Extrait de page.

════════

Sur leur précédent album, The Great Destroyer, nombreux furent ceux qui se demandèrent si les mormons musiciens de Duluth allaient bien, car après tant d années de musique plombée, Alan Spahawk et Mimi Parker s’étaient offert une petite virée pop.
Oh bien sûr, on n’était pas chez les Beach Boys, mais les morceaux étaient assez enjoués pour se permettre d’y apposer ce terme.
Pour Drums And Guns, le huitième album du groupe, Alan Sparhawk a pour le coup vraiment été malade, rongé par une sévère dépression. À l’époque, il avait expliqué dans une longue lettre publiée sur le webzine américain Pitchfork qu’étant donné son état mental, il préférait se "reposer". Vous imaginez bien que ce disque porte les stigmates de cette dépression.

════════

Enregistrements présentés.
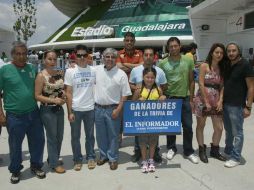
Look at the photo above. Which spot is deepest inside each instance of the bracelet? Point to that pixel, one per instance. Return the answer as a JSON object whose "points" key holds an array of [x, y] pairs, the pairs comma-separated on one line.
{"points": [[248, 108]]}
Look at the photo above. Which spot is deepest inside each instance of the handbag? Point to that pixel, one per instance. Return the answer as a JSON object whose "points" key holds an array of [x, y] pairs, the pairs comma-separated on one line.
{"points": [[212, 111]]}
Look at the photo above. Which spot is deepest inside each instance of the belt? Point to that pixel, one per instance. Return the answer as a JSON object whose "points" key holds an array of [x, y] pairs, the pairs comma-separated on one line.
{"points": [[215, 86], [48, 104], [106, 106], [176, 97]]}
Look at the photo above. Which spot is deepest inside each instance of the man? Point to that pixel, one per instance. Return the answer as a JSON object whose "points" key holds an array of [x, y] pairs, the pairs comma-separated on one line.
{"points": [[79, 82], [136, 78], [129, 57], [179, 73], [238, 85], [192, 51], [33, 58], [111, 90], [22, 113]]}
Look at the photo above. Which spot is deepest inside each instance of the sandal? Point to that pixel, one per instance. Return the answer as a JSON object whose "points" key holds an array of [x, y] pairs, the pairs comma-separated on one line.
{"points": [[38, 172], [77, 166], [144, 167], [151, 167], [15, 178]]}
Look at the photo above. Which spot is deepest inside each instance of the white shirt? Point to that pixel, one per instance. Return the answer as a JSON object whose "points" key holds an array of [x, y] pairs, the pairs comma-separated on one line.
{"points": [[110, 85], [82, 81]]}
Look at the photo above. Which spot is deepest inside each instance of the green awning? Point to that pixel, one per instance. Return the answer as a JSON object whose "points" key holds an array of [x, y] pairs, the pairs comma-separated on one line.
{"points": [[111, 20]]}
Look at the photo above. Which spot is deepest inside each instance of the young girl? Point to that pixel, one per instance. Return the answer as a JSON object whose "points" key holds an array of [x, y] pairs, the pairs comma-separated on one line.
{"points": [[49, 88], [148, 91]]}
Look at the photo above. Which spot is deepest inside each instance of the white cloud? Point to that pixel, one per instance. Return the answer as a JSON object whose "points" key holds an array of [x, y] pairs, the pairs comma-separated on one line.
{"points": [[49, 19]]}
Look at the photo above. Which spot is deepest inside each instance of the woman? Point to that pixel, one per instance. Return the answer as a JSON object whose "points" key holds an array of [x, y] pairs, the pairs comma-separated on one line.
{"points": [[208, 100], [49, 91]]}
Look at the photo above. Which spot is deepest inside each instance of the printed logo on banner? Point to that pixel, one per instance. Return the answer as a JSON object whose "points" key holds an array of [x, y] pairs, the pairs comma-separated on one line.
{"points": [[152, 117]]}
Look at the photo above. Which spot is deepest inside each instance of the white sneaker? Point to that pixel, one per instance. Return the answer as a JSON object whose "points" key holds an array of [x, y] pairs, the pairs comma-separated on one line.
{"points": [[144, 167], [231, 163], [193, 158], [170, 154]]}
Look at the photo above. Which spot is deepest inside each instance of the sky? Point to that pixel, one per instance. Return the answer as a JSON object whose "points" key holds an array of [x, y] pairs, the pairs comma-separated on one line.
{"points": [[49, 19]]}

════════

Problèmes à résoudre.
a - Recopiez le passage de l'extrait qui commence aux mots "Pour Drums And" et s'arrête après "de cette dépression.".
b - Relevez tous les noms propres de l'extrait qui ne désignent ni une personne ni un groupe de musique.
c - D'après l'extrait, pourquoi beaucoup se sont-ils demandé, à propos de The Great Destroyer, si les musiciens de Duluth allaient bien ?
Les enregistrements proviennent d'une autre source.

Résultats obtenus.
a -
Pour Drums And Guns, le huitième album du groupe, Alan Sparhawk a pour le coup vraiment été malade, rongé par une sévère dépression. À l’époque, il avait expliqué dans une longue lettre publiée sur le webzine américain Pitchfork qu’étant donné son état mental, il préférait se "reposer". Vous imaginez bien que ce disque porte les stigmates de cette dépression.

b - The Great Destroyer, Duluth, Drums And Guns, Pitchfork

c - Après tant d'années de musique plombée, le duo s'était offert une petite virée pop avec cet album. Ses morceaux étaient assez enjoués pour mériter ce terme.